Records supplied =
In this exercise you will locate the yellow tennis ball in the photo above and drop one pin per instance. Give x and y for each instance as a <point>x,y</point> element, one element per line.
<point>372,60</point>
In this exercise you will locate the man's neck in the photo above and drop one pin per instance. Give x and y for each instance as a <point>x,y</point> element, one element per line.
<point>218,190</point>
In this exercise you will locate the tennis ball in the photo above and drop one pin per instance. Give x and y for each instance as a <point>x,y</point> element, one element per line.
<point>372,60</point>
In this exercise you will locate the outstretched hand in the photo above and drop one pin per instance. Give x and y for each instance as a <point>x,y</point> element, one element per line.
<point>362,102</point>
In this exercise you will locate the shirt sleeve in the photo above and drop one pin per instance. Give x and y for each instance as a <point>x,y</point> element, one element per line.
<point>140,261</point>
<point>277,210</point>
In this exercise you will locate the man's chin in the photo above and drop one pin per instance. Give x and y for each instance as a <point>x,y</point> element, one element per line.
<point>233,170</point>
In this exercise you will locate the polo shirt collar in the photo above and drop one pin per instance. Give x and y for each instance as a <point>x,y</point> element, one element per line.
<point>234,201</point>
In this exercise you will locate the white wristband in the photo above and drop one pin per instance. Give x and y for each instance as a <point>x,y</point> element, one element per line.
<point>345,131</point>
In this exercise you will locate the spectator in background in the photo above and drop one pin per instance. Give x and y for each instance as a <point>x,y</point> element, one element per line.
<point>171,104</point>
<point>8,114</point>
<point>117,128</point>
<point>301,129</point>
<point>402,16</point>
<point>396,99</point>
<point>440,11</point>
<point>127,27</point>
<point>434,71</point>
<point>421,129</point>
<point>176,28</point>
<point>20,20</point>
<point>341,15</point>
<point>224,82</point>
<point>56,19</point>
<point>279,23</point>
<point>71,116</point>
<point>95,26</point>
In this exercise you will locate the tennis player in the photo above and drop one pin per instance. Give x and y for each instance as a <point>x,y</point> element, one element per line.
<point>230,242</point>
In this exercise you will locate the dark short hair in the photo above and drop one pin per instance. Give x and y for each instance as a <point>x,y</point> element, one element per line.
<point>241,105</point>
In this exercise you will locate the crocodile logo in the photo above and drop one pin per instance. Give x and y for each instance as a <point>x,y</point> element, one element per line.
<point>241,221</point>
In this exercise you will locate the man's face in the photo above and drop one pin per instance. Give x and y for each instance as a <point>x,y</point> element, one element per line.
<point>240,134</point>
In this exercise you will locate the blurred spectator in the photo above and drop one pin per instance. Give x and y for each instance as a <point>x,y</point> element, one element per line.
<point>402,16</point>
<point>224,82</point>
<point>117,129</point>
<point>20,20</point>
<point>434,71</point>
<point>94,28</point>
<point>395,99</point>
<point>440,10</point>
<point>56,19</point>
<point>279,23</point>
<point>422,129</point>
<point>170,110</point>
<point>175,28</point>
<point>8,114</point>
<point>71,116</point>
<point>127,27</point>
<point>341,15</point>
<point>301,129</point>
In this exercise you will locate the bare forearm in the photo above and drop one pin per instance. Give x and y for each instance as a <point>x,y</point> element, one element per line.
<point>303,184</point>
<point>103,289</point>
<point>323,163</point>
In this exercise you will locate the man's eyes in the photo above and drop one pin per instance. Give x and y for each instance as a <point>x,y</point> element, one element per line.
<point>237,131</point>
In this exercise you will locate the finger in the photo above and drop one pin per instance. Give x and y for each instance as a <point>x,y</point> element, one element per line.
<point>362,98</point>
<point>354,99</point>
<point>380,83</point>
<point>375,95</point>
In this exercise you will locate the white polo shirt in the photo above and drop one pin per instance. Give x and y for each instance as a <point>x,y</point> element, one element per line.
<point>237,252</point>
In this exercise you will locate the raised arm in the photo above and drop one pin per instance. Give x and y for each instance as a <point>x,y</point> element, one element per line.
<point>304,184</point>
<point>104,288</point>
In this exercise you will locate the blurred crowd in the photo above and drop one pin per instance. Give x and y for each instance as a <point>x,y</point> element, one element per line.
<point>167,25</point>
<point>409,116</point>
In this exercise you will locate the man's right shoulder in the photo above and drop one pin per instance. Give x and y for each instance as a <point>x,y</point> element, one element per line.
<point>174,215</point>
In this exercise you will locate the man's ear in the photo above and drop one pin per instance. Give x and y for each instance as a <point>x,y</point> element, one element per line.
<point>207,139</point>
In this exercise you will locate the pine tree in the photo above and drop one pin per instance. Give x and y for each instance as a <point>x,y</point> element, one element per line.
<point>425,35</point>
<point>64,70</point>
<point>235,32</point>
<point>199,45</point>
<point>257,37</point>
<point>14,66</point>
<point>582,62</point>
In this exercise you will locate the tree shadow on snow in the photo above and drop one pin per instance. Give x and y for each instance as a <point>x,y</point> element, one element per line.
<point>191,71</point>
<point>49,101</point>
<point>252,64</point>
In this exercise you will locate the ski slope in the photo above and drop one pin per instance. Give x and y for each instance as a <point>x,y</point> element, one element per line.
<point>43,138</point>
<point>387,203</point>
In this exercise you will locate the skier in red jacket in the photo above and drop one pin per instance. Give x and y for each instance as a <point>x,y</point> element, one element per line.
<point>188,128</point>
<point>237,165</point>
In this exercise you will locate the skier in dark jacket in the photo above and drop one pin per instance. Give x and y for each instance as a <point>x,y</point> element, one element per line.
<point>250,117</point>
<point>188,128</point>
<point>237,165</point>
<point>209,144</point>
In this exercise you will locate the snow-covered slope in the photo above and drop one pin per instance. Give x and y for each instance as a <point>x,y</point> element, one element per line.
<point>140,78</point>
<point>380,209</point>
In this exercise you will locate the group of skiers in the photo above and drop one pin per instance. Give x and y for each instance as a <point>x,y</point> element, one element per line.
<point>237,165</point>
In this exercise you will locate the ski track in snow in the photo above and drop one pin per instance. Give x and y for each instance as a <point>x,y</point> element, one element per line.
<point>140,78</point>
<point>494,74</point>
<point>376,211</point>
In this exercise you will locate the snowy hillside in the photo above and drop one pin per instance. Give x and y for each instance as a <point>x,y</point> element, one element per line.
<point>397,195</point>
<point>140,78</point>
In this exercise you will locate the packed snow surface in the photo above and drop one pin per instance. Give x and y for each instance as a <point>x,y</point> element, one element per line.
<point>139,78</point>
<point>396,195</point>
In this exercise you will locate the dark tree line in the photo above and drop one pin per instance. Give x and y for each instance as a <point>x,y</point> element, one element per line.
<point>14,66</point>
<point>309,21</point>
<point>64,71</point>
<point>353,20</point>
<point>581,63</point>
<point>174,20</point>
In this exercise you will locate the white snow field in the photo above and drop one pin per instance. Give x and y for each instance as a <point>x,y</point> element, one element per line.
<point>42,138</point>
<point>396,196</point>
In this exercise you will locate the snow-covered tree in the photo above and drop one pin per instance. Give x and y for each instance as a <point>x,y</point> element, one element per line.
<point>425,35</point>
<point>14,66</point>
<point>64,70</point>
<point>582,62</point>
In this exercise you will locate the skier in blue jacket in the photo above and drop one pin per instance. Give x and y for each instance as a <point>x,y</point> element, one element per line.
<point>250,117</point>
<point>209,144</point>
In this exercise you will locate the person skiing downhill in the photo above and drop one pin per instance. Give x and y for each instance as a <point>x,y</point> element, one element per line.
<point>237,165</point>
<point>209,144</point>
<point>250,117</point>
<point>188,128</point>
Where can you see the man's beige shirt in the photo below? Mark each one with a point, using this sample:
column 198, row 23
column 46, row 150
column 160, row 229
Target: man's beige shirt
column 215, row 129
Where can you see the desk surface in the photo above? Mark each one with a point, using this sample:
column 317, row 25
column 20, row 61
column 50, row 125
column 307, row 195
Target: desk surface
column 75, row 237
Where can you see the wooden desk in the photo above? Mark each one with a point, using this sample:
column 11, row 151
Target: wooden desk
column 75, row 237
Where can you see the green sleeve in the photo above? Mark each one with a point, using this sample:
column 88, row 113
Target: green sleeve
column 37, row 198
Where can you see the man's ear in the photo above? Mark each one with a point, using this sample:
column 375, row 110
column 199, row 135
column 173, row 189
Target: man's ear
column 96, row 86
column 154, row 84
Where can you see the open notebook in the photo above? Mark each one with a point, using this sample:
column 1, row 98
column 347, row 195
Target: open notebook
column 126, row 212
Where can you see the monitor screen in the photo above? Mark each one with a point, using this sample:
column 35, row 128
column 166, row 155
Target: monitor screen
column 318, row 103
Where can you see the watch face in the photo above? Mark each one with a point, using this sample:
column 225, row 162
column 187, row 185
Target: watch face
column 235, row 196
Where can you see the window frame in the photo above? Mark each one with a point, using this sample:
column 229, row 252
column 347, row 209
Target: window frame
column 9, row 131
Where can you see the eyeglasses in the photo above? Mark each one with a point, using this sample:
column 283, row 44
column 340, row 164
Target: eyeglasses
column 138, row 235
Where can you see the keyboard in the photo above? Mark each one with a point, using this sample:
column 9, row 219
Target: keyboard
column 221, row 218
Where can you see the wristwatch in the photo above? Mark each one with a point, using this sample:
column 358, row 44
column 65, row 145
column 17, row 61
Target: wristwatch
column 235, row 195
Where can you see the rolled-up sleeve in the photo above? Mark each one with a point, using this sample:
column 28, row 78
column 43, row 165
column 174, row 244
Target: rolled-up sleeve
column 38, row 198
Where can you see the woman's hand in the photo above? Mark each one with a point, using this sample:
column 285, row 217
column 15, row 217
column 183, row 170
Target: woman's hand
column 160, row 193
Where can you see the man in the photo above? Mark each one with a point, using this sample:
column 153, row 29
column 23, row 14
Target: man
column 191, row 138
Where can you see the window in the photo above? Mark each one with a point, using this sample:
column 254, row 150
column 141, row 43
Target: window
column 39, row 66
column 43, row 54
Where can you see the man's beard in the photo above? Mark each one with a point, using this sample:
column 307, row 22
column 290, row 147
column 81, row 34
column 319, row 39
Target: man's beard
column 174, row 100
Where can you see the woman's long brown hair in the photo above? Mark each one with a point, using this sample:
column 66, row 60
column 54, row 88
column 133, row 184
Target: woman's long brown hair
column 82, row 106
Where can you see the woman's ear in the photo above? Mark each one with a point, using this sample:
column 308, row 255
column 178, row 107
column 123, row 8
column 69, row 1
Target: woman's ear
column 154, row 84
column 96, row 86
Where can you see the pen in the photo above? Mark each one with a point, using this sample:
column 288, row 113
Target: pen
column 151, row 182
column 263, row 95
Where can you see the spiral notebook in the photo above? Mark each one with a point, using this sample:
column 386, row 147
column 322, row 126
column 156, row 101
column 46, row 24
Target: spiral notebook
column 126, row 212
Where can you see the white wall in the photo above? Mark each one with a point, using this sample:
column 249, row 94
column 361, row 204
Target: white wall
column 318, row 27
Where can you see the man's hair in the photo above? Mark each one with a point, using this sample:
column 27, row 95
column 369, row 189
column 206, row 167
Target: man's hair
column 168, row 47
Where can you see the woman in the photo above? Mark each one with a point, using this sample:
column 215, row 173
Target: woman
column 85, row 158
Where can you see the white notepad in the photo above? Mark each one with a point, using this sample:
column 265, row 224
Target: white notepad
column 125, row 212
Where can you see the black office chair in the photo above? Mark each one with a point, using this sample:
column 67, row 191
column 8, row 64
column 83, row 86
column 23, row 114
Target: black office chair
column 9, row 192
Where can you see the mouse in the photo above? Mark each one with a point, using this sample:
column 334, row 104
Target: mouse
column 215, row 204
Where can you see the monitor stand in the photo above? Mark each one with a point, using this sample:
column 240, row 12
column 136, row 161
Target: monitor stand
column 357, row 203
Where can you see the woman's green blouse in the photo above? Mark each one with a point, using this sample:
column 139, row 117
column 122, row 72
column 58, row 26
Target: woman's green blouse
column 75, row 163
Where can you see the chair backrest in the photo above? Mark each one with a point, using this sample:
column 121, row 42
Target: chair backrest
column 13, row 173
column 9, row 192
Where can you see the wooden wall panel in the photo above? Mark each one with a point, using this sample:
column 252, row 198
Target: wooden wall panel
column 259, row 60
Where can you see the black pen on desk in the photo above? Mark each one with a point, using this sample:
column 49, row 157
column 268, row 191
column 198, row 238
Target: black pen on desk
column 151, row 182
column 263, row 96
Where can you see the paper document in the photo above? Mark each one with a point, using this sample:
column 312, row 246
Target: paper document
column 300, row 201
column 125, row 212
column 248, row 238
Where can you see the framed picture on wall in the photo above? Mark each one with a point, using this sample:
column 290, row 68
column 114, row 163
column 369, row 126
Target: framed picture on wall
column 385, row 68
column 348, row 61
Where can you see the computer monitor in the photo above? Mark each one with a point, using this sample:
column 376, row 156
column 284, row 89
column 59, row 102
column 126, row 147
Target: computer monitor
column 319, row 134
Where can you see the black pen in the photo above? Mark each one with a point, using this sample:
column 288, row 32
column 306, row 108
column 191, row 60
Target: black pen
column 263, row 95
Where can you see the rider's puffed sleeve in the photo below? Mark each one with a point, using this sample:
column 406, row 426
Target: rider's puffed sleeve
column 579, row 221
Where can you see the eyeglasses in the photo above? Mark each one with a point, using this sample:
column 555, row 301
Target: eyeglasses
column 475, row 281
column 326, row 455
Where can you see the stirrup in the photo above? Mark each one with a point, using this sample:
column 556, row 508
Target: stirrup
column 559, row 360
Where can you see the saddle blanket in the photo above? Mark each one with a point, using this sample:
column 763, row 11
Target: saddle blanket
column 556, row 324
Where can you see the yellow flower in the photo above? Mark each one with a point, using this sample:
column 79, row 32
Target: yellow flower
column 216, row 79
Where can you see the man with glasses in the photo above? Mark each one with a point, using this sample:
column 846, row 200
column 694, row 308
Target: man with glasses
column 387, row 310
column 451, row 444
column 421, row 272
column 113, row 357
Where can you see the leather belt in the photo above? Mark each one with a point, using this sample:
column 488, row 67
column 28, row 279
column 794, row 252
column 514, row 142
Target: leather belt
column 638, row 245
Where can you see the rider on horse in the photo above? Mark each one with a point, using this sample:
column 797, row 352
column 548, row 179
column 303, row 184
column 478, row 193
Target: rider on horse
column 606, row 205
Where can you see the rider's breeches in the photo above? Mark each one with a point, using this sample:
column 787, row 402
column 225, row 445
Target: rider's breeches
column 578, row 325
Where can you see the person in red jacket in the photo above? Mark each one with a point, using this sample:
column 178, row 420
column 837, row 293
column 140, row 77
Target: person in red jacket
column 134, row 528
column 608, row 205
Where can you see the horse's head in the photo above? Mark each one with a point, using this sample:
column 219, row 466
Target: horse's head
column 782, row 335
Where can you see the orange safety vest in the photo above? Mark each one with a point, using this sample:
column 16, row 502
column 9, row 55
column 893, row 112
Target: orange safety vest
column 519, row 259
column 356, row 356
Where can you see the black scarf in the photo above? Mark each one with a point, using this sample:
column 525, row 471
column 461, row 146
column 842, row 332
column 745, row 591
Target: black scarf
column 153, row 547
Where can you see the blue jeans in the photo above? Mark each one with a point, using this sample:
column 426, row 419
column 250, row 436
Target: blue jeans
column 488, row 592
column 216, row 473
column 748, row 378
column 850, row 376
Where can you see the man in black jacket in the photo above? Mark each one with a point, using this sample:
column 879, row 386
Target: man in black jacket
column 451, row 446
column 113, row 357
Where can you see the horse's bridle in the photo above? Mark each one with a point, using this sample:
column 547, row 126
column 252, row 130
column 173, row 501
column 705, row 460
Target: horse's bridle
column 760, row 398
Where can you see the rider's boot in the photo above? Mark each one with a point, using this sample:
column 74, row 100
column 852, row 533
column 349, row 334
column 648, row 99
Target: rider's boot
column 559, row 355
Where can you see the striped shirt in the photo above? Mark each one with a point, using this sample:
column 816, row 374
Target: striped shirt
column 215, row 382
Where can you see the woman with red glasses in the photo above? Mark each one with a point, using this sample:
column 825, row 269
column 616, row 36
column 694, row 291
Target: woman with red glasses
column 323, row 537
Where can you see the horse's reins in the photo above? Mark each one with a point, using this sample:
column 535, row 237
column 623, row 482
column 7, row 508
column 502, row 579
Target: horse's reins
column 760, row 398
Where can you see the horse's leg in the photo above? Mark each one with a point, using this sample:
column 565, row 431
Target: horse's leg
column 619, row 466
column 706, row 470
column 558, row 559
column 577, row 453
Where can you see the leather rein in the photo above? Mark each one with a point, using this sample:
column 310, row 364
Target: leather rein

To do = Show every line above in which the word "below" appears.

Final answer =
Where can you see the man's beige shirt in the photo below? Mark each one with a point, using this sample:
Where can you see the rider's puffed sleeve in the photo below? Mark each one with a point, using this sample:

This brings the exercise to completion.